(Data under study begins)
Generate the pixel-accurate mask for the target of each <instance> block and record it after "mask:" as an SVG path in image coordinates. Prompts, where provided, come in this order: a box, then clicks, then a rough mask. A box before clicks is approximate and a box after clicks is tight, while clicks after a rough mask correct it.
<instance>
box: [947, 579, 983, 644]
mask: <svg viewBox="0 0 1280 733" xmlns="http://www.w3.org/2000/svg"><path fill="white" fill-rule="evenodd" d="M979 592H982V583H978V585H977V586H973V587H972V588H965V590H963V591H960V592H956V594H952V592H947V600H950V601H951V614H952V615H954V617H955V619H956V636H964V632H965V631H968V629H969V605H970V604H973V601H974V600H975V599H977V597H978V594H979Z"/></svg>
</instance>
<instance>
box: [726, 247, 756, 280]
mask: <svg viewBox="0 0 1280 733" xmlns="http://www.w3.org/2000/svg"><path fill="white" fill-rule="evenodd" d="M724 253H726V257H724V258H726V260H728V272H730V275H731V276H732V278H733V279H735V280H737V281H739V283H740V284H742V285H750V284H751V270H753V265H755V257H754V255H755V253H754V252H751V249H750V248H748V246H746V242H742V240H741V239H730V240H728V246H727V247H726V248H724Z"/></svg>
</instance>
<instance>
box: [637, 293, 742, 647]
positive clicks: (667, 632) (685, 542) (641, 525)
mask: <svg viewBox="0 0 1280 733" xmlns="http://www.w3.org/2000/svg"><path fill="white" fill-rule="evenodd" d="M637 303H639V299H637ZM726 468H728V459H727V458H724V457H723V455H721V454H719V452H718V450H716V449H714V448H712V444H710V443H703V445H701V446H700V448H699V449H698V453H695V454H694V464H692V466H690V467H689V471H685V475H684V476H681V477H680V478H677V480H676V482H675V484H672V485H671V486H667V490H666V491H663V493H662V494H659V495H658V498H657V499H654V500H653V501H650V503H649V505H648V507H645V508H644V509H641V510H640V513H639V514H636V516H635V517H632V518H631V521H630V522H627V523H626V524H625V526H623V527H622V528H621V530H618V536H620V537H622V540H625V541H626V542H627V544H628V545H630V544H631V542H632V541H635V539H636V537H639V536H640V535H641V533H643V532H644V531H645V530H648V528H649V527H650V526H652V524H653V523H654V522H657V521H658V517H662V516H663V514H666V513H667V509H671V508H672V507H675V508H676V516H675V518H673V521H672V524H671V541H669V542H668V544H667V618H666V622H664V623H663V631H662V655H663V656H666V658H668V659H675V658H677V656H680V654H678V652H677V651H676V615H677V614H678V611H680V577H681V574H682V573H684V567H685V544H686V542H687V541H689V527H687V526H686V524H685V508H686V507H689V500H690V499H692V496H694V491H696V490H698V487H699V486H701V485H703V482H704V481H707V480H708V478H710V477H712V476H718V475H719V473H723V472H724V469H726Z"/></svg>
(Data under study ends)
◆ What is being asked ◆
Each line above is to be restated exactly.

◆ Answer to this task ◆
Generate the pixel-accurate mask for the target of each <instance> block and record it after "mask:" as an SVG path in image coordinates. Prompts, where provided, come in this order: a box, then clicks, then a rough mask. A box before clicks is approximate and a box after clicks is tight, while clicks after a rough mask correct it.
<instance>
box: [947, 579, 983, 644]
mask: <svg viewBox="0 0 1280 733" xmlns="http://www.w3.org/2000/svg"><path fill="white" fill-rule="evenodd" d="M979 592H982V583H978V585H977V586H973V587H972V588H965V590H963V591H960V592H956V594H952V592H947V600H950V601H951V614H952V615H954V617H955V619H956V636H964V632H965V631H968V629H969V605H970V604H973V601H974V600H975V599H977V597H978V594H979Z"/></svg>
</instance>
<instance>
box: [726, 247, 756, 280]
mask: <svg viewBox="0 0 1280 733" xmlns="http://www.w3.org/2000/svg"><path fill="white" fill-rule="evenodd" d="M724 253H726V257H724V258H726V260H728V272H730V275H731V276H732V278H733V279H735V280H737V281H739V283H740V284H742V285H750V284H751V270H753V265H755V257H754V255H755V253H754V252H751V249H750V248H748V246H746V242H742V240H741V239H730V240H728V246H727V247H726V248H724Z"/></svg>
</instance>
<instance>
box: [637, 293, 742, 647]
positive clicks: (667, 632) (685, 542) (641, 525)
mask: <svg viewBox="0 0 1280 733" xmlns="http://www.w3.org/2000/svg"><path fill="white" fill-rule="evenodd" d="M637 303H639V299H637ZM726 468H728V459H727V458H724V457H723V455H721V454H719V452H718V450H716V449H714V448H712V444H710V443H703V445H701V446H700V448H699V449H698V453H695V454H694V464H692V466H690V467H689V471H685V475H684V476H681V477H680V478H677V480H676V482H675V484H672V485H671V486H667V490H666V491H663V493H662V494H659V495H658V498H657V499H654V500H653V501H650V503H649V505H648V507H645V508H644V509H641V510H640V513H639V514H636V516H635V517H632V518H631V521H630V522H627V523H626V524H625V526H623V527H622V528H621V530H618V536H620V537H622V540H625V541H626V542H627V544H628V545H630V544H631V542H632V541H635V539H636V537H639V536H640V535H641V533H643V532H644V531H645V530H648V528H649V527H650V526H652V524H653V523H654V522H657V521H658V517H662V516H663V514H666V513H667V509H671V508H672V507H675V508H676V516H675V518H673V521H672V524H671V541H669V542H668V544H667V618H666V622H664V623H663V631H662V655H663V656H666V658H668V659H675V658H677V656H680V654H678V652H677V651H676V615H677V614H678V611H680V577H681V574H682V573H684V567H685V544H686V542H687V541H689V527H687V526H686V524H685V508H686V507H689V500H690V499H692V496H694V491H696V490H698V487H699V486H701V485H703V482H704V481H707V480H708V478H710V477H712V476H718V475H719V473H723V472H724V469H726Z"/></svg>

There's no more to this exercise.